• **What you need to do**
Convert everything from the line containing "Each <instance> orders" down to the line containing "positive clicks: (41, 674)" into a JSON list of strings, one string per line, with blank lines left out.

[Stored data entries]
+ + +

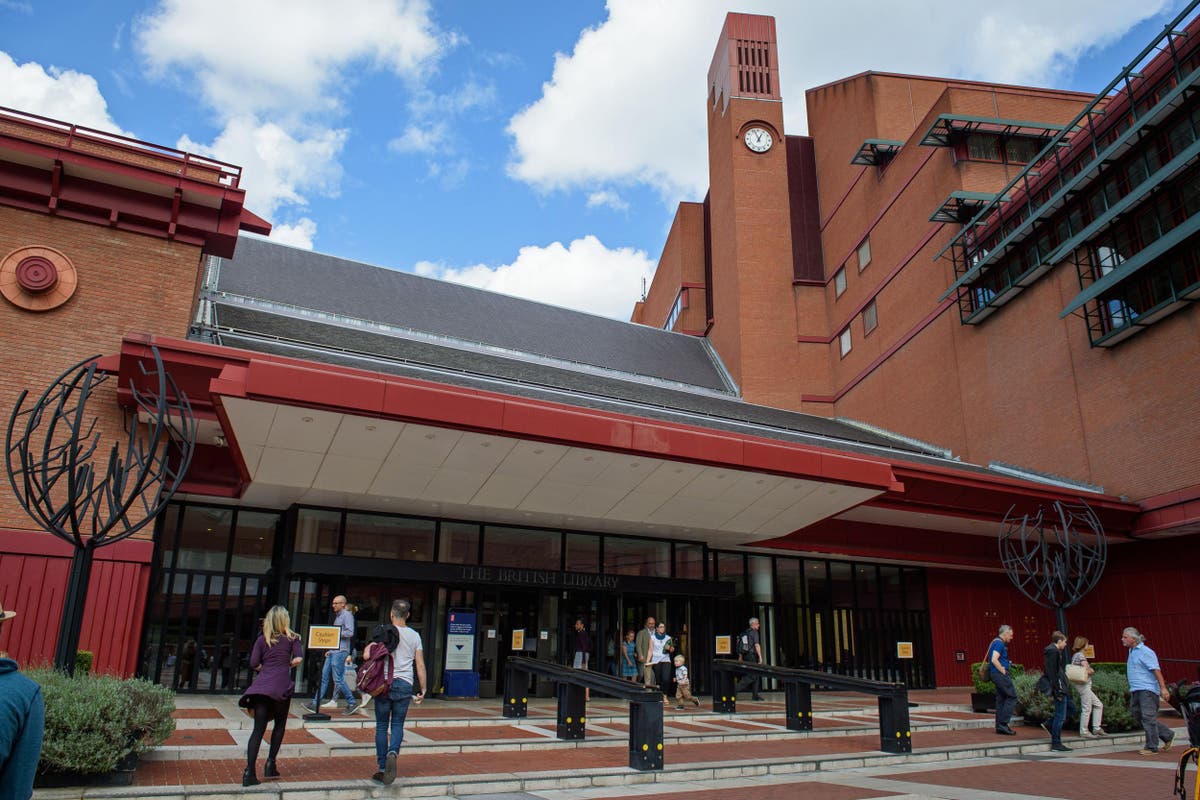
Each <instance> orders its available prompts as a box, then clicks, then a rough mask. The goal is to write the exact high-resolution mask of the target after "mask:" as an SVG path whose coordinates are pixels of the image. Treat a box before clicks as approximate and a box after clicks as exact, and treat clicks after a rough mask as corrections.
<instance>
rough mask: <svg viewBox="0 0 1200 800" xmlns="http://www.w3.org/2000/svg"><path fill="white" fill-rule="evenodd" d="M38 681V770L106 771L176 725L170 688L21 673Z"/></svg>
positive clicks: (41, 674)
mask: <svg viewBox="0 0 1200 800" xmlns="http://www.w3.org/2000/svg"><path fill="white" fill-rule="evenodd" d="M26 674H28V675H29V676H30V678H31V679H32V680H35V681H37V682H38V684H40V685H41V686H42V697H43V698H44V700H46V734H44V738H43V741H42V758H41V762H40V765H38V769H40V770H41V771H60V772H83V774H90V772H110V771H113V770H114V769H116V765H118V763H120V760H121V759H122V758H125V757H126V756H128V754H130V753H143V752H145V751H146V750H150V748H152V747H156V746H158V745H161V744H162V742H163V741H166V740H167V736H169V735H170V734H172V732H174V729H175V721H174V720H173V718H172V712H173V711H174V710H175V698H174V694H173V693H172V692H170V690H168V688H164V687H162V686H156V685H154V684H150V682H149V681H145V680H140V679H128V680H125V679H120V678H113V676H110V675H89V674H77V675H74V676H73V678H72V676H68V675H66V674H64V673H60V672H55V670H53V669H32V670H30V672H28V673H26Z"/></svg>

+ + +

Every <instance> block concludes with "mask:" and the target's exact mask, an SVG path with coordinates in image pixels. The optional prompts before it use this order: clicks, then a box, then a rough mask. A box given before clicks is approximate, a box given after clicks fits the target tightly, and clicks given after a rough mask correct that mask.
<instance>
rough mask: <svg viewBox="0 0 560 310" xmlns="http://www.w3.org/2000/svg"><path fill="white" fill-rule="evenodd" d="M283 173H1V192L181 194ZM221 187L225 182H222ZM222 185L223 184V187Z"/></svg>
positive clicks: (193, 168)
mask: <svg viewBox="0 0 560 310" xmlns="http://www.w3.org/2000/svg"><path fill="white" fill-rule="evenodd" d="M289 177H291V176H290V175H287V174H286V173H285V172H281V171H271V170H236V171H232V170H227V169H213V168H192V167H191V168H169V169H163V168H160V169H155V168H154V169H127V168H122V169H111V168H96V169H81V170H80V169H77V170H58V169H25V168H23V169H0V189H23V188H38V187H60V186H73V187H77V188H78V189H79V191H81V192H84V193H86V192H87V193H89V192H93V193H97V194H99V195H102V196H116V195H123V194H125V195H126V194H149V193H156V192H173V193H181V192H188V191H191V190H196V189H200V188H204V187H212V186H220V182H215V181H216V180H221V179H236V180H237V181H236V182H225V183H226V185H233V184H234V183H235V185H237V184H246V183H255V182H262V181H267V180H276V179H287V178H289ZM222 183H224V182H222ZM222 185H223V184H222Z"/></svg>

+ + +

• **Output of the exercise**
[
  "Each <instance> orders its available prompts as a box, then clicks, then a rough mask. The goal is to write the exact high-resolution mask of the target after \"mask:\" as an SVG path whose coordinates are pixels of the image. Treat a box before clicks as approximate and a box after clicks as exact, and treat clicks after a rough mask as corrections.",
  "<instance>",
  "rough mask: <svg viewBox=\"0 0 1200 800\" xmlns=\"http://www.w3.org/2000/svg\"><path fill=\"white\" fill-rule=\"evenodd\" d=\"M38 681V770L106 771L176 725L170 688L21 673Z\"/></svg>",
  "positive clicks: (41, 674)"
]